AIM OF THE EXERCISE:
Update the data below by replacing "candied walnut" with "glazed walnut" throughout, and leave everything else unchanged.

Extracted records:
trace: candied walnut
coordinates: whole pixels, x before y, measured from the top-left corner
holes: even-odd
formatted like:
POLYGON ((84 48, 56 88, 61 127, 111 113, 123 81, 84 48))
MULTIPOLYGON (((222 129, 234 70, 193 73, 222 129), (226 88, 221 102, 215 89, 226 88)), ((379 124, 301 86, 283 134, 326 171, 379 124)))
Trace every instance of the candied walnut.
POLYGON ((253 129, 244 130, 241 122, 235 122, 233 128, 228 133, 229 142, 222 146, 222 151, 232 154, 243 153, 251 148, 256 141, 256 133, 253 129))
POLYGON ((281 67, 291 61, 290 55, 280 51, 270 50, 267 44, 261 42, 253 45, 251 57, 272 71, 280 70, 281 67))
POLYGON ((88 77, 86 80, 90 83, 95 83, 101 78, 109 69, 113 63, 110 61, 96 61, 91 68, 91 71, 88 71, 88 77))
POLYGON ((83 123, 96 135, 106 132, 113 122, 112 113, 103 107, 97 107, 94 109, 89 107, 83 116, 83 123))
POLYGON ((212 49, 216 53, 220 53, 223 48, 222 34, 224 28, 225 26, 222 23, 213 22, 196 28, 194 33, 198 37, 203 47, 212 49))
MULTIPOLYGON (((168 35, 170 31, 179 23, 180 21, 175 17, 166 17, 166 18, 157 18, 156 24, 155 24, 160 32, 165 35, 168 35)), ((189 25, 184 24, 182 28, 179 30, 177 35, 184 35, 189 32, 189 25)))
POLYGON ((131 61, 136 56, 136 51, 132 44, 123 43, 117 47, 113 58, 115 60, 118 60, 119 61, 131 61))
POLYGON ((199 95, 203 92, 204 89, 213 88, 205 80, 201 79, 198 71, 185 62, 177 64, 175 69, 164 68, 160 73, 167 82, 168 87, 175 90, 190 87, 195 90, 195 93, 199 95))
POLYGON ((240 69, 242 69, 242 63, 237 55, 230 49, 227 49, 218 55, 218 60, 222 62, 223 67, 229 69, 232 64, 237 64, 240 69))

PROBLEM SOLUTION:
trace: glazed walnut
coordinates: whole pixels, x before y, measured from the top-left corner
holes: even-odd
formatted like:
POLYGON ((84 48, 56 88, 61 127, 111 113, 123 81, 84 48))
MULTIPOLYGON (((222 129, 234 70, 193 73, 222 129), (226 88, 221 102, 215 89, 226 88)), ((379 124, 301 86, 283 134, 326 171, 379 124)))
Trace every instance of the glazed walnut.
POLYGON ((253 129, 244 130, 241 122, 235 122, 233 128, 228 133, 229 142, 222 146, 222 151, 232 154, 243 153, 251 148, 256 141, 256 133, 253 129))
POLYGON ((281 67, 291 61, 290 55, 280 51, 270 50, 267 44, 261 42, 253 45, 251 57, 272 71, 280 70, 281 67))
POLYGON ((88 77, 86 80, 90 83, 95 83, 101 78, 109 69, 113 63, 110 61, 96 61, 91 68, 91 71, 88 71, 88 77))
POLYGON ((83 123, 96 135, 106 132, 113 122, 112 113, 103 107, 97 107, 94 109, 89 107, 83 116, 83 123))
POLYGON ((212 49, 216 53, 220 53, 223 48, 222 34, 224 28, 225 26, 222 23, 213 22, 196 28, 194 33, 198 37, 203 47, 212 49))
MULTIPOLYGON (((168 35, 170 31, 179 23, 180 21, 175 17, 166 17, 166 18, 157 18, 156 24, 155 24, 160 32, 165 35, 168 35)), ((189 25, 184 24, 182 28, 179 30, 177 35, 184 35, 189 32, 189 25)))
POLYGON ((131 61, 136 56, 136 51, 132 44, 123 43, 117 47, 113 58, 115 60, 118 60, 119 61, 131 61))
POLYGON ((199 95, 203 92, 204 89, 213 88, 205 80, 201 79, 198 71, 185 62, 177 64, 175 69, 164 68, 160 73, 167 82, 168 87, 175 90, 190 87, 195 90, 195 93, 199 95))
POLYGON ((240 69, 242 69, 242 63, 237 55, 230 49, 227 49, 218 55, 218 60, 222 62, 223 67, 229 69, 232 64, 237 64, 240 69))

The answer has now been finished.